- About this exercise
Write out exactly the lines of the entries below, from the first through the line containing "positive clicks: (76, 186) (69, 139)", and nothing beyond them.

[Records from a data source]
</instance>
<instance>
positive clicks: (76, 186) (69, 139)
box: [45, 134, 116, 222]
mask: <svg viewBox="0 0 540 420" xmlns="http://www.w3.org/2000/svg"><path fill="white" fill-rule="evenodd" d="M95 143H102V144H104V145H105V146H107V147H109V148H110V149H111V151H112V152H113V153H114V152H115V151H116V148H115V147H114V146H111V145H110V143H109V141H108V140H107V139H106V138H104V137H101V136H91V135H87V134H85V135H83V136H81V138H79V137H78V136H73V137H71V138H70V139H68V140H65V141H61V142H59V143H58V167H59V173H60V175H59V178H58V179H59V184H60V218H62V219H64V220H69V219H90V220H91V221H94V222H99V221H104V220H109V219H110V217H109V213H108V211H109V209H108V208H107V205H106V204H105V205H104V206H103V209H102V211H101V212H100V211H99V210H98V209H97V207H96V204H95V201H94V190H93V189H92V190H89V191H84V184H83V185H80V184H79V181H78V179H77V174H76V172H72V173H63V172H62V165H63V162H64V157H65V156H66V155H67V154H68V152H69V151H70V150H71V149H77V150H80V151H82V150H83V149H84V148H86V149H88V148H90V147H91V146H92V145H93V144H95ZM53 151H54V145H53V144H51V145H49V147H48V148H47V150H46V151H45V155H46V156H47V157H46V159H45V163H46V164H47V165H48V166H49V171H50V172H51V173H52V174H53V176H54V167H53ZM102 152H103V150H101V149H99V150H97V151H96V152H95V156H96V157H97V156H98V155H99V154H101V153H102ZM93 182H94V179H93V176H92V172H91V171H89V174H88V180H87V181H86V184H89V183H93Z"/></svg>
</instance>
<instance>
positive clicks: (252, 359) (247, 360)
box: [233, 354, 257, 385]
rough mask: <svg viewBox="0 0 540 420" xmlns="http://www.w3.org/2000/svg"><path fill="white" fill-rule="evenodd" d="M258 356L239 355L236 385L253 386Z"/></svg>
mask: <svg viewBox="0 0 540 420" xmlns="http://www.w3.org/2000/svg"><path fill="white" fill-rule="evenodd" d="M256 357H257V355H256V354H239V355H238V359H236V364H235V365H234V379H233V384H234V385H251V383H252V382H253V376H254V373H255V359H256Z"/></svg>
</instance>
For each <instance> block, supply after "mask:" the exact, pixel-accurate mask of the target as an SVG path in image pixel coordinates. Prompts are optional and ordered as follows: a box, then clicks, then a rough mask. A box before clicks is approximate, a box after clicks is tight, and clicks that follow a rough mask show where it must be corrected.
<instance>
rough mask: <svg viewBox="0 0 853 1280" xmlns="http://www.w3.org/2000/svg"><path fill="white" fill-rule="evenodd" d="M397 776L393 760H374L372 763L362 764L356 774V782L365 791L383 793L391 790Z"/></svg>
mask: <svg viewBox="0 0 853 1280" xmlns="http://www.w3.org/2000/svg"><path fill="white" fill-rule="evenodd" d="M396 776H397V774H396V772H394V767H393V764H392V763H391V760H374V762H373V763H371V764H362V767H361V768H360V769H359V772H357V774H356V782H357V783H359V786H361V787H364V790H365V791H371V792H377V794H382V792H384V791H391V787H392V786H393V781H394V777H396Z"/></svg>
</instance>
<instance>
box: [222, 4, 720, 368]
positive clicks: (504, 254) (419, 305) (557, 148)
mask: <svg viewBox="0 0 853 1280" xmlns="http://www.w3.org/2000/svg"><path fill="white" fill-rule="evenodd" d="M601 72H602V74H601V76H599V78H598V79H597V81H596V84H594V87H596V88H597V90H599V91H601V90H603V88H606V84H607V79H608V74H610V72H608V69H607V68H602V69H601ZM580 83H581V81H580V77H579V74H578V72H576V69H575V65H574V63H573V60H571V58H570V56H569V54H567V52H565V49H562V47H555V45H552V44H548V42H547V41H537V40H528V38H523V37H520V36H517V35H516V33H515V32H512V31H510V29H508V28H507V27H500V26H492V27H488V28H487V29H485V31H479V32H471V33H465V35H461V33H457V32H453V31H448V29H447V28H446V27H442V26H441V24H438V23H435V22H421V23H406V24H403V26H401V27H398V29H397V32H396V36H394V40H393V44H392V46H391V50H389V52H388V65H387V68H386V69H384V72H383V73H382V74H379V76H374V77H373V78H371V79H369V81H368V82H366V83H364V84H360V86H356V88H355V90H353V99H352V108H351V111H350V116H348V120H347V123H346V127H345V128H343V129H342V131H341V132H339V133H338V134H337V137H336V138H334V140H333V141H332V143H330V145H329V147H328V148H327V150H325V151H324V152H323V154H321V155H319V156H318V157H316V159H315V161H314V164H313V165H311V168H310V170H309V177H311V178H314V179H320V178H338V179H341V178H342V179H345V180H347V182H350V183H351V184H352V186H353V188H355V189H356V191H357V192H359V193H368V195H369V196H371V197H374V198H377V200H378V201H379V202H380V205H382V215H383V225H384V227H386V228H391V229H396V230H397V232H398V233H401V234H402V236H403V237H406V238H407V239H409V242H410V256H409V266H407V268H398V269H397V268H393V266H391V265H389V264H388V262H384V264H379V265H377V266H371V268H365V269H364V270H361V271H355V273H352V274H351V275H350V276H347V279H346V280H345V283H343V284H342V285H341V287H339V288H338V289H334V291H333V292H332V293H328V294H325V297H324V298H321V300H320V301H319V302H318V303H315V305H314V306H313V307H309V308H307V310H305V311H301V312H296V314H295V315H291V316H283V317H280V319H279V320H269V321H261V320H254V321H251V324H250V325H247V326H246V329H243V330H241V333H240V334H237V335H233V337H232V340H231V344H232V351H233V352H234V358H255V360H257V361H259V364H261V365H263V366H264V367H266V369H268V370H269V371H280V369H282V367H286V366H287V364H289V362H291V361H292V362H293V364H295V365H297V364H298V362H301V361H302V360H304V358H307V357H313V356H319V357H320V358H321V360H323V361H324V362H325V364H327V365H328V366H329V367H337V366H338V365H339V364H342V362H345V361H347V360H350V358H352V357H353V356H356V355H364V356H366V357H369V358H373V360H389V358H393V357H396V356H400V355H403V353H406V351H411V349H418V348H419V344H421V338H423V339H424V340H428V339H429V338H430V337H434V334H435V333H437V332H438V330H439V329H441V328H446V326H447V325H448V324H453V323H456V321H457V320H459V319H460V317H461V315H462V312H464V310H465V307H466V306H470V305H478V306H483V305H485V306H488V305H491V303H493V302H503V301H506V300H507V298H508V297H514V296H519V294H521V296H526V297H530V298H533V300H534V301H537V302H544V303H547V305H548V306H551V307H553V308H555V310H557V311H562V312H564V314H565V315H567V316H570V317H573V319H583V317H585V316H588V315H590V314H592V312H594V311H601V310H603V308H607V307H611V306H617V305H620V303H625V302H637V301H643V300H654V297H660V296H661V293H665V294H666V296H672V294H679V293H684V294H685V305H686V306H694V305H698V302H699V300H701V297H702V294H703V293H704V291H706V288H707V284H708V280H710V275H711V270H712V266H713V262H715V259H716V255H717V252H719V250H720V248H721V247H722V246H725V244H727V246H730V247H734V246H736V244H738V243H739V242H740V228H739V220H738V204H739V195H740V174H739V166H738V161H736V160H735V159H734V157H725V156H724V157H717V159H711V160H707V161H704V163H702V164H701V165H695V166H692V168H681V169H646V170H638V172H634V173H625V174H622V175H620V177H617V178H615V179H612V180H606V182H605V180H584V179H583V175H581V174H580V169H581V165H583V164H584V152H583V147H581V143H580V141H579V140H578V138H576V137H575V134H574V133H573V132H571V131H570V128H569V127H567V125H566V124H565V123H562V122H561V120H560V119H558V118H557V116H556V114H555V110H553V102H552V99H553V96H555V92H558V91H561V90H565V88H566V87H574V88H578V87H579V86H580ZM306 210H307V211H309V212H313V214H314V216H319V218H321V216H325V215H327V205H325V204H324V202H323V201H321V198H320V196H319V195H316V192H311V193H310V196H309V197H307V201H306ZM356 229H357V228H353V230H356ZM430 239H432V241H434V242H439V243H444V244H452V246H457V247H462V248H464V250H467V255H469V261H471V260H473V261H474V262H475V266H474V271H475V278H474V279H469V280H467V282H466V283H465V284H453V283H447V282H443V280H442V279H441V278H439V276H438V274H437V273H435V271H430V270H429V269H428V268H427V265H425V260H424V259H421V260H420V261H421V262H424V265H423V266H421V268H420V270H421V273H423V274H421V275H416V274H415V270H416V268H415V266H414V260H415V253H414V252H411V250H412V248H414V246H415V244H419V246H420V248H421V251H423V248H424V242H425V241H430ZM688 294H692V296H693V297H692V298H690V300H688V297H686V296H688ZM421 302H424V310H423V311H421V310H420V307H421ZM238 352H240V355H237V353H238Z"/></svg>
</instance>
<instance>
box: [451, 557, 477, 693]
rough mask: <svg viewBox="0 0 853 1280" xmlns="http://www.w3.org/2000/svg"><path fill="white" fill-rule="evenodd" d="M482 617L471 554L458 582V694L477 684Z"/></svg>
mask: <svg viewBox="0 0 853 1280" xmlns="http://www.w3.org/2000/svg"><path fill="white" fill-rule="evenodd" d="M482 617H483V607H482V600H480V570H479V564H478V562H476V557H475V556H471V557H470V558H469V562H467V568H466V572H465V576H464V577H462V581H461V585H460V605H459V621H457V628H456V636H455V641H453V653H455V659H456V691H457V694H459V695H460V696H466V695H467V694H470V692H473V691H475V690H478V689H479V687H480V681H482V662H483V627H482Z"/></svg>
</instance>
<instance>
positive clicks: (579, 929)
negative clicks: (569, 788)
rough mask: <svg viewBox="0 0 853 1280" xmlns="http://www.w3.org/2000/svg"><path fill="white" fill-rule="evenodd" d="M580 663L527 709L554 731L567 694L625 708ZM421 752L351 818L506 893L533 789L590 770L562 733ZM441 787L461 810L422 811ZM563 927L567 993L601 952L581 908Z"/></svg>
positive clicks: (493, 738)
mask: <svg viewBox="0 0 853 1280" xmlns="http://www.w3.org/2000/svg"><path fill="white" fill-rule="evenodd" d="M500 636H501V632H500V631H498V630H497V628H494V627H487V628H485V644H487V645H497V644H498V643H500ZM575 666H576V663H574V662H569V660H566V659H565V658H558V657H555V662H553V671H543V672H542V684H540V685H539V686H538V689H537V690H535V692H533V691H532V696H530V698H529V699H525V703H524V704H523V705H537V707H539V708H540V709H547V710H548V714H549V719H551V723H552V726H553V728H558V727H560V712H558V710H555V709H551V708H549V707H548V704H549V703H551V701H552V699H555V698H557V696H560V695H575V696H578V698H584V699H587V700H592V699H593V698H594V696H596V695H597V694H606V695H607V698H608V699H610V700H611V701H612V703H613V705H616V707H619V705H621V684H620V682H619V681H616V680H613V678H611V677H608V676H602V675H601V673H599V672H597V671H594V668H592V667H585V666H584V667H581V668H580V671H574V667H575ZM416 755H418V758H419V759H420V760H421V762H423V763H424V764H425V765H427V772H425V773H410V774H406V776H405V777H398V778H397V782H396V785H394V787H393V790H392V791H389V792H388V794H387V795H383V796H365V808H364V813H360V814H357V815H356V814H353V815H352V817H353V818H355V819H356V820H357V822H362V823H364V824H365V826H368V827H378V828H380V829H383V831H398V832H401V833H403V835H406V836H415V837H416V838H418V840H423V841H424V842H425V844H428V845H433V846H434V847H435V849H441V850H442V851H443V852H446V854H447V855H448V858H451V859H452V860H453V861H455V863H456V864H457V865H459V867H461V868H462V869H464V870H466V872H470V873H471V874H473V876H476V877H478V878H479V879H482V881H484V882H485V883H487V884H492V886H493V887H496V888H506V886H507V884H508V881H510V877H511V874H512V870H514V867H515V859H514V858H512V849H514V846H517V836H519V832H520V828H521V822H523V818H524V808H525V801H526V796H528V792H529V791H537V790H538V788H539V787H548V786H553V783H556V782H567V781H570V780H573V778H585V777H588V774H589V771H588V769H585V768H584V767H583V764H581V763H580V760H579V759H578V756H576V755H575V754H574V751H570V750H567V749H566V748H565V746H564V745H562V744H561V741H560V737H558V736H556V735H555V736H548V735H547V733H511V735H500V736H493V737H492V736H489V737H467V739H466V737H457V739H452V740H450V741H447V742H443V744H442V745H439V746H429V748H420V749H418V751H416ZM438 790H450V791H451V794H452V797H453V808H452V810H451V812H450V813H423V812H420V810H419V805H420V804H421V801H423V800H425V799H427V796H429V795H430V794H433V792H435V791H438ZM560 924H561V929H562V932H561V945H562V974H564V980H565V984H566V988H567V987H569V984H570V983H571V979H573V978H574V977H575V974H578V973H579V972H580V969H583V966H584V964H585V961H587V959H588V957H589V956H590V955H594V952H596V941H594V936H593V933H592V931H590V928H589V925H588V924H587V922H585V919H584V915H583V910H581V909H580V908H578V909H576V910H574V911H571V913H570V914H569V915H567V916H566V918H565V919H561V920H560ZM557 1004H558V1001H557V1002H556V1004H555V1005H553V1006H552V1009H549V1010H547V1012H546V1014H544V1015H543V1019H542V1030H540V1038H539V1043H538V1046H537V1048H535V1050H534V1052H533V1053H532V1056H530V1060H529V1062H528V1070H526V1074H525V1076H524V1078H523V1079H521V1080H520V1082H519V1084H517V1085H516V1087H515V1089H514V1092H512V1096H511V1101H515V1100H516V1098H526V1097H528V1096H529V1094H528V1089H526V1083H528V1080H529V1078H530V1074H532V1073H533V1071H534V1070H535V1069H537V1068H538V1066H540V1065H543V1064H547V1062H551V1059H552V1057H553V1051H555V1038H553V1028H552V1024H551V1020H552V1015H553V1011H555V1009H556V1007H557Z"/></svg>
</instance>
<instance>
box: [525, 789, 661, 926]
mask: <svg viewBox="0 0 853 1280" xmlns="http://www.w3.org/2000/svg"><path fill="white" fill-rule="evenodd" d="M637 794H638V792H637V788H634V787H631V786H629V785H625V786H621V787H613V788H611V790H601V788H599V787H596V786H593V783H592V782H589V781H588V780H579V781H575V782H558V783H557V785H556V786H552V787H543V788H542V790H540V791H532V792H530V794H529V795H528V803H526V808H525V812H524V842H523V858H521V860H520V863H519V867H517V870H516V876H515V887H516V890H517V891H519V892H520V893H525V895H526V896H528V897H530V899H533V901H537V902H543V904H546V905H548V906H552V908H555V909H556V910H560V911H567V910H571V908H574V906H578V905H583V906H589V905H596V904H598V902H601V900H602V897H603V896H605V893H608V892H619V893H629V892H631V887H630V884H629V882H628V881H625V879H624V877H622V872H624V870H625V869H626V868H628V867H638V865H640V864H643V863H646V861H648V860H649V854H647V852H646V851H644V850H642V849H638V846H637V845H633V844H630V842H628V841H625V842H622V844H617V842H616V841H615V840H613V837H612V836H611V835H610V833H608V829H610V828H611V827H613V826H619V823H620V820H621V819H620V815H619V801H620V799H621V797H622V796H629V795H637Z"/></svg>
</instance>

- Your response
</instance>
<instance>
positive clicks: (76, 186) (69, 139)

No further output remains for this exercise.